Instruction: Quote the blog critique thread word for word, starting at "http://alecbenzer.com/<p>Been tweaking the" and ending at "it. Be careful.".

--- Start of Selected text ---

Ask HN: critique my blog? - alecbenzer

http://alecbenzer.com/<p>Been tweaking the design of my blog a bit lately. Anyone have any comments/suggestions? I'm principally a coder, so I'm a bit out of my element when it comes to design.<p>I'm looking for comments on the design, not the content, but feel free to comment on the latter as well, if you'd like.
======
przemoc
With simplistic design there isn't much that can be done wrong. This is a good
thing. But OTOH in such case it's also hard to provide universal tips as
tastes regarding minimalism and such are different across the globe. Therefore
you cannot please anyone, but aiming for majority is achievable.

IMO in design one of the most important things is keeping, what I call, the
C^3 rule. Design must be Clear, Consistent and Coherent. Creativity is not
obligatory, may improve user experience, but may also worsen it. Be careful.

Clear meant as easy to follow and understand but also as tidy.

Consistent meant as lacking any contradictions but also as thought-out well
enough to avoid any changes for longer period of time.

Coherent meant as expressing your product as unity, where all its parts
conform to the same rules and contribute to overall look'n'feel (hopefully in
a equal or similar manner) but also as suiting the content.

So let's check it.

C1. Approachable? Yes. Neat? Yes.

C2. Lacks contradictions? No, see qxb comment [1]. Future-proof? It depends
[2].

C3. Cohesion? Yes with minor flaws [3]. Does look supports the text. Not
everywhere [4].

[1] Beside "posts" looking like a link, its placement is also untoward. Why?
Below "posts" there are dates. Are dates the most important parts of posts?
No. So you have to fix viewers focus to the correct column, placing "posts"
above titles.

[2] The question you have to answer is what you see in future in this blog.
Will be there any non-date related pages like, let's say, "projects" or
"photos". New sections in header will make it a bit heavier possibly even
dominating over your above name.

[3] Your name is written lower-case, but post titles, showing at the same
place (actually not exactly, which is another minor flaw) aren't lower-case.
There is also not enough room to breath below the post title. Another thing is
"me"+"faq" thing. "Me" links to about page and "faq" is actually about you
too. "cv" is again about you. And these links are too close of each other. To
deal with it you have several possible ways, e.g. 1) combining "me" with "faq"
(incorporating /faq page into /about), so you'll have "me" "cv" or "myself"
"résumé", 2) renaming these links to "who" "am" "I".

[4] Code snippets often does not fit in your text column, making it completely
unbalanced and awkward. Wrap them manually (e.g. make 60-chars line a rule).

------
qxb
I like it. I am a big fan of simple, straightforward webdesign that focuses on
content.

Without looking at your source code, my only quibble is: remove the
underlining from "posts". Everything else on the page that's underlined is a
link, and that isn't.

------
jbrennan
It looks nice and is easy to read. Do you plan on adding some kind of Atom/RSS
feed?

--- End of Selected text ---
--- Start of Entries supplied ---

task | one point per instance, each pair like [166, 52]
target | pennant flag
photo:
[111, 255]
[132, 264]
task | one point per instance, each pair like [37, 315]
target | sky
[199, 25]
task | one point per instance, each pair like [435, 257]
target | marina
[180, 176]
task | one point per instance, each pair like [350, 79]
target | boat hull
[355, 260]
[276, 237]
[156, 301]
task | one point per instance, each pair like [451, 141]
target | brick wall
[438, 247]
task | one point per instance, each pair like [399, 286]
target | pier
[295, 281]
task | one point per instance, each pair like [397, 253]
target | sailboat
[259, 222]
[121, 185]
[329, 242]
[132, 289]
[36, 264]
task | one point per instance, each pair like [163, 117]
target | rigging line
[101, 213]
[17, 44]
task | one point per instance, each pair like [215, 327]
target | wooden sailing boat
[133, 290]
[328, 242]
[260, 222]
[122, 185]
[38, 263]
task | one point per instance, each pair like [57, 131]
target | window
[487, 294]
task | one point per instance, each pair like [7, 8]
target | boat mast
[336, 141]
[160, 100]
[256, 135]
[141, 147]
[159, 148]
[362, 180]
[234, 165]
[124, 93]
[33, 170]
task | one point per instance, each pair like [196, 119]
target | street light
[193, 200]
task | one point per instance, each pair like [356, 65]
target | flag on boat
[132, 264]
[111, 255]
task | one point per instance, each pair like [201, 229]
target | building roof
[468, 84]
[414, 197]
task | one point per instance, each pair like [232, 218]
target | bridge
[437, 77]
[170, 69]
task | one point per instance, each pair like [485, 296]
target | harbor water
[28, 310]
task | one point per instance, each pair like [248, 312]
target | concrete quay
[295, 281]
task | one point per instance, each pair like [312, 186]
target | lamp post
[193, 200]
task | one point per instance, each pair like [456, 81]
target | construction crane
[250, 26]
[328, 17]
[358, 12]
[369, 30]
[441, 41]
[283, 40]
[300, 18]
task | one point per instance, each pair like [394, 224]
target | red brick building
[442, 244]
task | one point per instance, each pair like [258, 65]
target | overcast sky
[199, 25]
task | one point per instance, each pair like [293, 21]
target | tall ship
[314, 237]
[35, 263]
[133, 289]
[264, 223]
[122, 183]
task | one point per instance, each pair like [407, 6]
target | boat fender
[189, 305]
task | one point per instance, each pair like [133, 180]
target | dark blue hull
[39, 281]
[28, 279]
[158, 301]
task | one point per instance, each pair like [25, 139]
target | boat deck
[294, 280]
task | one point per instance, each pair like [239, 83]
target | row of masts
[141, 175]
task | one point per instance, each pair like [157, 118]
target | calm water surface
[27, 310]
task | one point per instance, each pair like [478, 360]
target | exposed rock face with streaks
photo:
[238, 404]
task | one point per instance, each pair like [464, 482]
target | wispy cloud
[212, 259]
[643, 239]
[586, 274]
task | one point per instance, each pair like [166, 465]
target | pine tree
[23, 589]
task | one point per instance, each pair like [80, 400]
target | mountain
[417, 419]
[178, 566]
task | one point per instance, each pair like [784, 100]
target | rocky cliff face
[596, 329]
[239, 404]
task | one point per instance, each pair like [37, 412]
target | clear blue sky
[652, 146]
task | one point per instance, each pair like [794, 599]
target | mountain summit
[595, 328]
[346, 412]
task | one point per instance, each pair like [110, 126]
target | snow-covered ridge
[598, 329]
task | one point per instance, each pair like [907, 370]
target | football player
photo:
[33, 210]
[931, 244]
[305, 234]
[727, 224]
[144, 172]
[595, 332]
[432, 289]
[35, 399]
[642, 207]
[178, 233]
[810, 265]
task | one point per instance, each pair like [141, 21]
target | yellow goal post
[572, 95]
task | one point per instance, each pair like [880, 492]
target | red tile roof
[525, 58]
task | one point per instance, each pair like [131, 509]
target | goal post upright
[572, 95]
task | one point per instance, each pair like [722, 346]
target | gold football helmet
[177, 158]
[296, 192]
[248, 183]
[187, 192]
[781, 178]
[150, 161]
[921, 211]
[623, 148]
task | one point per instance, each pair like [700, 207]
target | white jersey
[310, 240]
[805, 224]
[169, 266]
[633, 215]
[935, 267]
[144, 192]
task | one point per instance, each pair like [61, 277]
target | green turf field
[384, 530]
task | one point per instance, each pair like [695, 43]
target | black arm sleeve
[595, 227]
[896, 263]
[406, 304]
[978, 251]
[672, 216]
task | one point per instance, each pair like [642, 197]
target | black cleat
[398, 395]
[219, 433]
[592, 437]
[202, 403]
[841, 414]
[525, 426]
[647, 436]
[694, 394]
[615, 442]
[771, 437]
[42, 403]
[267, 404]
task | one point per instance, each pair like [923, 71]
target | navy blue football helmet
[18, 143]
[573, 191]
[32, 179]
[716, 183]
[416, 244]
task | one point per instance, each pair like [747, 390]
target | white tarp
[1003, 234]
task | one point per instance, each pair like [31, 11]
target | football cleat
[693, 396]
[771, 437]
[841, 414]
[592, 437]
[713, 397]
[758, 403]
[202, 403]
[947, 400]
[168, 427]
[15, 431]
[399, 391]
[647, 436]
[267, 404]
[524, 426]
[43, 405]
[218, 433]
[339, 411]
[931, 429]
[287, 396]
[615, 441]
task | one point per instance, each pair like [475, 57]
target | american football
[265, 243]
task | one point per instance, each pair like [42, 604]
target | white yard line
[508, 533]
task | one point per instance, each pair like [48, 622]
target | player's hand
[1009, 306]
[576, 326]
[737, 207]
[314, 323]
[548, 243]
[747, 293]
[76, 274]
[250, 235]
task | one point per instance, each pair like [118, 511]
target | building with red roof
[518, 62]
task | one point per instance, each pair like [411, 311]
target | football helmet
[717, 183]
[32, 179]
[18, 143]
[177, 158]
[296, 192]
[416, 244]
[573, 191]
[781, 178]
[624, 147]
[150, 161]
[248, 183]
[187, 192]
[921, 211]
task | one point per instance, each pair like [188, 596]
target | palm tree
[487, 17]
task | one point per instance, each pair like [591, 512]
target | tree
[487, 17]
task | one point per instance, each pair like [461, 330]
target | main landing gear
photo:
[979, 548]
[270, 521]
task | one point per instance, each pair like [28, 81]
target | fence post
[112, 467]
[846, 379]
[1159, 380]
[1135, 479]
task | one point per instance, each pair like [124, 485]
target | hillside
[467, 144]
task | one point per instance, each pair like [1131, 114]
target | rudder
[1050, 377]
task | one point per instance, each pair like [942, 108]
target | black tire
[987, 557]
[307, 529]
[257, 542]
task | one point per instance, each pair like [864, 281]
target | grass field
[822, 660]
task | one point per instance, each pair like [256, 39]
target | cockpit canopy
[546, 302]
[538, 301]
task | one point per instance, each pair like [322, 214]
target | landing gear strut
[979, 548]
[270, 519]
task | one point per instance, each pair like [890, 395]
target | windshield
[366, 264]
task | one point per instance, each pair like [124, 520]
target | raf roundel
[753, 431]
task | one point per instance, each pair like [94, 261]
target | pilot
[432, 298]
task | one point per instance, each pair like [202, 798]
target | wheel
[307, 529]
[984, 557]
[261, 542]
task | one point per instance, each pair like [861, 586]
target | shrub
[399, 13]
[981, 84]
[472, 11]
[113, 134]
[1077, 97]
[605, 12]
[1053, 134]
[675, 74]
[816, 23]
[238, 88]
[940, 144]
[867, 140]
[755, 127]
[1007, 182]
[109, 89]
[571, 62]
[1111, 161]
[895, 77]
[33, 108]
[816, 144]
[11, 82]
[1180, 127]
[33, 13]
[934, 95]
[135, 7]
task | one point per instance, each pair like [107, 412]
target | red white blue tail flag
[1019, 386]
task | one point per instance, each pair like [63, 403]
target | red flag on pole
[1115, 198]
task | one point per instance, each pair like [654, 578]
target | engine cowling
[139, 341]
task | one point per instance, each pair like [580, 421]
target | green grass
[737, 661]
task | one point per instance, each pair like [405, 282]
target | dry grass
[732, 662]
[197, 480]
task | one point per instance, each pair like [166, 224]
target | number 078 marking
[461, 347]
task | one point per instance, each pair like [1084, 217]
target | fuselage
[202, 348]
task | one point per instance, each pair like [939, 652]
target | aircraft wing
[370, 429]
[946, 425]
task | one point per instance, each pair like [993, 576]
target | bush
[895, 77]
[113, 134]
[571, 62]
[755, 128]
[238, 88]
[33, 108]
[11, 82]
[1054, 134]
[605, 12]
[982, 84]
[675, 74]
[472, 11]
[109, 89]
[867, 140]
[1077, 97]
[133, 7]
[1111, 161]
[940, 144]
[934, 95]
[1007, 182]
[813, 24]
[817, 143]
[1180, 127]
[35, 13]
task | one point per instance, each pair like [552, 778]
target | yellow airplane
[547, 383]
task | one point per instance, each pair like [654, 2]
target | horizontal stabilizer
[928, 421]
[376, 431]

--- End of Entries supplied ---

Task response:
http://alecbenzer.com/<p>Been tweaking the design of my blog a bit lately. Anyone have any comments/suggestions? I'm principally a coder, so I'm a bit out of my element when it comes to design.<p>I'm looking for comments on the design, not the content, but feel free to comment on the latter as well, if you'd like.
======
przemoc
With simplistic design there isn't much that can be done wrong. This is a good
thing. But OTOH in such case it's also hard to provide universal tips as
tastes regarding minimalism and such are different across the globe. Therefore
you cannot please anyone, but aiming for majority is achievable.

IMO in design one of the most important things is keeping, what I call, the
C^3 rule. Design must be Clear, Consistent and Coherent. Creativity is not
obligatory, may improve user experience, but may also worsen it. Be careful.